▶ _Record set_:
++++++++++

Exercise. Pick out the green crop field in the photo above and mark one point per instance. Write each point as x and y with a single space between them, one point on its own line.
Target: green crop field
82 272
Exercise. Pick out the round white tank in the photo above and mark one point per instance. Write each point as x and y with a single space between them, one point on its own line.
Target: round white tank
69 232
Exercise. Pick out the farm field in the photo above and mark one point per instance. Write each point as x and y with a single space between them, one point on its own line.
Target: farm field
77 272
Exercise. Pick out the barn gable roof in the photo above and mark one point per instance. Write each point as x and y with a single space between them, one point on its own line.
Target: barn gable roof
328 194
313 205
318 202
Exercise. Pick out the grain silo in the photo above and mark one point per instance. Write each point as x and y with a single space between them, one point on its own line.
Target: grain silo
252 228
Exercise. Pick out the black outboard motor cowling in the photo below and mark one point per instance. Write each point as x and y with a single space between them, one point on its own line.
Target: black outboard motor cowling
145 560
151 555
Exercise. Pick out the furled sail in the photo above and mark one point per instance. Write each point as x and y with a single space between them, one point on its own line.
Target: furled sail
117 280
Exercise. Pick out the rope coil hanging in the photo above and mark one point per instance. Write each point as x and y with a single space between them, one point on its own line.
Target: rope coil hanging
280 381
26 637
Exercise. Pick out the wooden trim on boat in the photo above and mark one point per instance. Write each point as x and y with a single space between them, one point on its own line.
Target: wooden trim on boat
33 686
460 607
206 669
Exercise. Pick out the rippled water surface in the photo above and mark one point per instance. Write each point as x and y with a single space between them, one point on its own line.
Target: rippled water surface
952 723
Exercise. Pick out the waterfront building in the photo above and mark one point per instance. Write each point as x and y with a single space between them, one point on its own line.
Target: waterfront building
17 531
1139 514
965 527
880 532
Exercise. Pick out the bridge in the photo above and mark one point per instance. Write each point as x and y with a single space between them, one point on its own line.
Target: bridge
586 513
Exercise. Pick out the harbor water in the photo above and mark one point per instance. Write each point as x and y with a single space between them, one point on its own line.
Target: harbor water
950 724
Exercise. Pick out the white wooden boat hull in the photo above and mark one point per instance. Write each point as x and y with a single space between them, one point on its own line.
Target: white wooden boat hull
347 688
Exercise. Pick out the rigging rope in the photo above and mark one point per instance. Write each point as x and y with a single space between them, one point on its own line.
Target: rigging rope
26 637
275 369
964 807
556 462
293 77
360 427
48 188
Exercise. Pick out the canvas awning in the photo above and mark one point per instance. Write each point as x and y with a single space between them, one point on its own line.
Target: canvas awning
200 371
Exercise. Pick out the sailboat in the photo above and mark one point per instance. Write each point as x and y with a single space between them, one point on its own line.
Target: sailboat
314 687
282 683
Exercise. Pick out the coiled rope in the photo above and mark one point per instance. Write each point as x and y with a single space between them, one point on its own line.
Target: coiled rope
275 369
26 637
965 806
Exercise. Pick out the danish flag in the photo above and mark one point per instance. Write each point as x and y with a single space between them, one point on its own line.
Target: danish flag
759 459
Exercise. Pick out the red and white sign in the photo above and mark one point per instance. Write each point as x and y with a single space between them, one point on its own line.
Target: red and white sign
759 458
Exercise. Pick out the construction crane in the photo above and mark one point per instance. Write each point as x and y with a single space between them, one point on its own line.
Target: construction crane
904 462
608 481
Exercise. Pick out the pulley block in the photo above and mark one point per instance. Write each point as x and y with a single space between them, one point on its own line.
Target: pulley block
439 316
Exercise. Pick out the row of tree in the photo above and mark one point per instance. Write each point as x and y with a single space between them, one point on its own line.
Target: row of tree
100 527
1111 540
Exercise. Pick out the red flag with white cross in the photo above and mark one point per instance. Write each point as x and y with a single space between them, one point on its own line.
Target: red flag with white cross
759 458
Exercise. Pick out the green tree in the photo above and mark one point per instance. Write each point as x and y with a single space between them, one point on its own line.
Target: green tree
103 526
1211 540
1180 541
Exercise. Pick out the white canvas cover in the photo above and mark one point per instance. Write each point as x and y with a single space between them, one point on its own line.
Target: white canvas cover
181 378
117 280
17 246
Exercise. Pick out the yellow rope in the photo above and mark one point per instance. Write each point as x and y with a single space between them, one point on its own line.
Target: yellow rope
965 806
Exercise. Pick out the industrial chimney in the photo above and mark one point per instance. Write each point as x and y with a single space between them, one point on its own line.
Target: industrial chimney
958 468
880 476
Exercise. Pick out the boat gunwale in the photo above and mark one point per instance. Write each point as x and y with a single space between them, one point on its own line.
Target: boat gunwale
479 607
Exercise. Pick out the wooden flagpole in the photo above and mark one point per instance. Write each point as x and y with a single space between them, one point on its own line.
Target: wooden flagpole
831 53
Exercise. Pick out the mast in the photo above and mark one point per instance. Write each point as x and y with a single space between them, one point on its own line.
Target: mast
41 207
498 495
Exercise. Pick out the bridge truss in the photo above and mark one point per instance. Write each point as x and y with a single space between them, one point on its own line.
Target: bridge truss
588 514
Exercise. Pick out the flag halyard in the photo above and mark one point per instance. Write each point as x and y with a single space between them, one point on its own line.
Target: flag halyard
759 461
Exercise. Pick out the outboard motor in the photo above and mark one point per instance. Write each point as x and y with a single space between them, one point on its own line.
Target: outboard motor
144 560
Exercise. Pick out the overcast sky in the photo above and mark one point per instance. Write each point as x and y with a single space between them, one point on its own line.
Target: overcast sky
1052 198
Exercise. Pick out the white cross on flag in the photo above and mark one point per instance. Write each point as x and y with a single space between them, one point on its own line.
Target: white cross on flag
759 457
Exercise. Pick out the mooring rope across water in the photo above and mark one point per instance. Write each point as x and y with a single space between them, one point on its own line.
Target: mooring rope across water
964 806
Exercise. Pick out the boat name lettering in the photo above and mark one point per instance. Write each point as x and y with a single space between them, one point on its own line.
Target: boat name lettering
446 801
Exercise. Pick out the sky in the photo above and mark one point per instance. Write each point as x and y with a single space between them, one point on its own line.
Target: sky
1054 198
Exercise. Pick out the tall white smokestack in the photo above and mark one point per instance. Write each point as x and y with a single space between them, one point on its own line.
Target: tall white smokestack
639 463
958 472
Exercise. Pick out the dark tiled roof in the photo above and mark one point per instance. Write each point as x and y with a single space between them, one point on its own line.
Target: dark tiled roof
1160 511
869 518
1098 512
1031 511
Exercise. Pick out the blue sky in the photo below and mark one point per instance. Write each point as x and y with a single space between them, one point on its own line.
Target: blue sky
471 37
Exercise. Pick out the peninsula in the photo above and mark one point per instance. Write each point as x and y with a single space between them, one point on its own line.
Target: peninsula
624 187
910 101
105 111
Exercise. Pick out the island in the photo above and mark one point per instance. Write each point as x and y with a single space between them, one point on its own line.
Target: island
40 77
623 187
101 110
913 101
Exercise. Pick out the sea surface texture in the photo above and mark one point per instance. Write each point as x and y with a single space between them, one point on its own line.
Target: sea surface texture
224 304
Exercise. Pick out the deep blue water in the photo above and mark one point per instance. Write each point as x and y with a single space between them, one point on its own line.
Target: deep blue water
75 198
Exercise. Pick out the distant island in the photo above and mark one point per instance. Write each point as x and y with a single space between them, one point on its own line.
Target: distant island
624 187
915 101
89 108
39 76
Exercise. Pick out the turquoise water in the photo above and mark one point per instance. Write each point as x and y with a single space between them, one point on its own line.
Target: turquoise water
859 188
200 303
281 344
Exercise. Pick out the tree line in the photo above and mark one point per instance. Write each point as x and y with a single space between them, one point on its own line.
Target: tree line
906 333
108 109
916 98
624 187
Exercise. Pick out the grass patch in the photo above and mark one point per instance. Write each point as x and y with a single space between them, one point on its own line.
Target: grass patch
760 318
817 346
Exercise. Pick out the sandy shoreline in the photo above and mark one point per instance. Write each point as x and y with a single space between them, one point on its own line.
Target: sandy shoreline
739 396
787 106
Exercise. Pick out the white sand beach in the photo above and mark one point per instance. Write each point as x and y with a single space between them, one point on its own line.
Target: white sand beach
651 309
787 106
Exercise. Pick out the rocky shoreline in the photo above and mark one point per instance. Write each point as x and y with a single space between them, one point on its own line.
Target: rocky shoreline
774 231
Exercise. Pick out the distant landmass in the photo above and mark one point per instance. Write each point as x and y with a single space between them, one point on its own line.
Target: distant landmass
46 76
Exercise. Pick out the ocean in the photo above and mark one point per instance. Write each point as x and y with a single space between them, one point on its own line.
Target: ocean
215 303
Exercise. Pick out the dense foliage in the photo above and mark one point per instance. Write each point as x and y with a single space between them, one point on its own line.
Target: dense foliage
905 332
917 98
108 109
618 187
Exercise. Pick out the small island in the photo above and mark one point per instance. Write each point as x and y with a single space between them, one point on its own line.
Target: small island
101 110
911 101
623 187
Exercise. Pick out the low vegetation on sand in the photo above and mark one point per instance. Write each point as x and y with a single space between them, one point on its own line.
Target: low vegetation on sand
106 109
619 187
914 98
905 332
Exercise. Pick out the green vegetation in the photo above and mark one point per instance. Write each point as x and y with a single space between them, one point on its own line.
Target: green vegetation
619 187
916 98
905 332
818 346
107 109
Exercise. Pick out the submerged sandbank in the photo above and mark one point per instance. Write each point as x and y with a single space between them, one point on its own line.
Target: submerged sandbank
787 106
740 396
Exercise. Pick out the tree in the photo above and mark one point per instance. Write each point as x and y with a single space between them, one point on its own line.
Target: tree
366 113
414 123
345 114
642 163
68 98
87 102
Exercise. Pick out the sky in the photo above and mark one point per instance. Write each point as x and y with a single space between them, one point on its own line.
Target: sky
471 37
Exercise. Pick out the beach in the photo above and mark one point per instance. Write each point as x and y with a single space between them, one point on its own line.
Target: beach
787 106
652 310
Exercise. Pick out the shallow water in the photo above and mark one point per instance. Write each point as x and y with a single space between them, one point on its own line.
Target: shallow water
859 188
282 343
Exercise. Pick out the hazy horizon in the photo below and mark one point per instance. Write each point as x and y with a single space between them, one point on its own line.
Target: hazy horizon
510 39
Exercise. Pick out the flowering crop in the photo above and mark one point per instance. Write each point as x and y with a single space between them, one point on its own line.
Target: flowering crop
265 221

++++++++++

▶ _Given request_:
Copy out the lines starting at the one containing "Exercise. Pick out the green vegetation" and ending with the last line of the entries. Include nothing else.

▶ _Solution for this task_:
Exercise. Pick out the green vegetation in the photo above and mark one point per instance. Write each point as x and y with a single space between them, one point on its own line.
Target: green vegetation
619 187
916 98
905 332
818 346
107 109
Exercise. Pick out the submerged sandbank in the photo above and mark one point per instance. Write each point as x and y with a single space between them, one point on its own line.
Target: submerged sandbank
787 106
740 396
Exercise. Pick out the tree in the photo above and mark one point per instance. Write each point as x and y with a single space between them, one point on its own line.
Target: tree
366 113
414 123
345 114
642 163
68 98
87 102
Exercise. Pick out the sky in the photo above and mark one point per instance. Write each point as x and y with a single space between them, one point on its own line.
Target: sky
471 37
Exercise. Pick out the beach in the photo above and mark one point per instance. Write each point as x and y with a single space between them, one point on its own line.
Target: beach
787 106
652 310
Exercise. Pick out the shallow water in the photo above and mark one point per instance. Write each point as x and y with a single space between them, one point on its own line.
Target: shallow water
859 188
282 343
Exercise. Pick out the hazy horizon in the photo below and mark one point per instance. Write each point as x and y with a single space between them, one point on its own line.
Target: hazy horizon
510 39
Exercise. Pick out the flowering crop in the photo above and mark one point per instance. Write each point as x and y with a single space between them, one point on its own line.
Target: flowering crop
265 221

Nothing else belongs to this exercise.